**Written exercise**.
Scale up the rows below by writing out every line again, requests included, with each coordinate in the answers multiplied by 1.8 and rounded to a whole number (halves round up).

[Labeled region rows]
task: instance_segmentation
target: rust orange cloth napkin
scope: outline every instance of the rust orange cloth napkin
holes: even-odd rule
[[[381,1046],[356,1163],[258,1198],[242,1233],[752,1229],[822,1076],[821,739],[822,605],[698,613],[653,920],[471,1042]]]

**Complete answer**.
task: instance_segmentation
target: rust orange cloth napkin
scope: outline every instance of the rust orange cloth napkin
holes: even-odd rule
[[[686,1883],[641,2093],[464,2156],[436,2219],[1354,2212],[1480,1937],[1478,1330],[1480,1089],[1256,1103],[1175,1656],[848,1876]]]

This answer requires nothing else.